> _What to produce_
Please copy every line of the listing below word for word, with nothing changed.

> _Supplied material_
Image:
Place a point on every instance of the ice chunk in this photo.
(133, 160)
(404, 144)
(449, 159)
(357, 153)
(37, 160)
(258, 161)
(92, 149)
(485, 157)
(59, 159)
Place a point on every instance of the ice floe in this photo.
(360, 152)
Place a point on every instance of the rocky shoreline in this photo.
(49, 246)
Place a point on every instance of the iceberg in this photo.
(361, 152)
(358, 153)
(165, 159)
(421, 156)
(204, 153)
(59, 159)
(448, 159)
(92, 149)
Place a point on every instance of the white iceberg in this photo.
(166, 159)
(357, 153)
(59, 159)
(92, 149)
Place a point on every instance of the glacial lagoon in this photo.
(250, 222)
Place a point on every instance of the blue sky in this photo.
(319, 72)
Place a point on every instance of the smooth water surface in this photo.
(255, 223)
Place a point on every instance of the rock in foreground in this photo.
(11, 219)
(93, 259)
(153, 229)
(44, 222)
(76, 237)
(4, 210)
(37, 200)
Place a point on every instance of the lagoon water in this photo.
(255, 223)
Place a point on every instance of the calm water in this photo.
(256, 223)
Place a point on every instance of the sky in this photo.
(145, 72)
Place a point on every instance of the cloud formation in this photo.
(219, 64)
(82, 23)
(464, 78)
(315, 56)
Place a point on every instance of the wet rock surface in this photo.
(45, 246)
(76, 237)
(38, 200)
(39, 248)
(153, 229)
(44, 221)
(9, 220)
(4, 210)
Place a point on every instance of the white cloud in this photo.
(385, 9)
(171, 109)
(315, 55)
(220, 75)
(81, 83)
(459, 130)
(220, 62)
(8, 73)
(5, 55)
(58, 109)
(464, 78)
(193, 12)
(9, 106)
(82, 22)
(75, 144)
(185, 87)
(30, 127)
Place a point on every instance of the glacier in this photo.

> _Solution below_
Image:
Place a point on every instance of the ice chunk in this photo.
(133, 160)
(404, 144)
(449, 159)
(357, 153)
(37, 160)
(258, 161)
(92, 149)
(485, 157)
(59, 159)
Place a point on every instance of the ice floe in this photo.
(360, 152)
Place a point on every instance of the rocky shoreline in this photo.
(49, 246)
Place a point on every instance of the iceberg in this photo.
(361, 152)
(358, 153)
(165, 159)
(421, 156)
(204, 153)
(59, 159)
(448, 159)
(92, 149)
Place a point on every instance of the white iceberg in this photo.
(166, 159)
(357, 153)
(59, 159)
(92, 149)
Place a point on every instance of the glacial lagoon in this photo.
(250, 222)
Place a point on every instance of the blue sky in this photo.
(319, 72)
Place a point on every instance of the smooth water surface in this photo.
(255, 223)
Place a point on every instance of the rock in foreground in this photo.
(11, 219)
(93, 259)
(153, 229)
(44, 222)
(76, 237)
(4, 210)
(37, 200)
Place a point on every instance of the lagoon water in this photo.
(255, 223)
Place a point on every instance of the calm water in this photo.
(256, 223)
Place a point on every instance of the sky in this photo.
(145, 72)
Place a point on every instance of the cloud formation in this photo.
(219, 64)
(82, 23)
(464, 78)
(315, 56)
Place a point on every instance of the wet rock surface in this photo.
(45, 246)
(76, 237)
(38, 200)
(39, 248)
(153, 229)
(44, 221)
(9, 220)
(4, 210)
Place a point on every instance of the white cloud in this photo.
(385, 9)
(171, 109)
(315, 55)
(220, 75)
(81, 83)
(459, 130)
(220, 62)
(8, 73)
(5, 55)
(58, 109)
(464, 78)
(193, 12)
(9, 106)
(82, 22)
(75, 144)
(185, 87)
(30, 127)
Place a point on every instance of the glacier in this photo.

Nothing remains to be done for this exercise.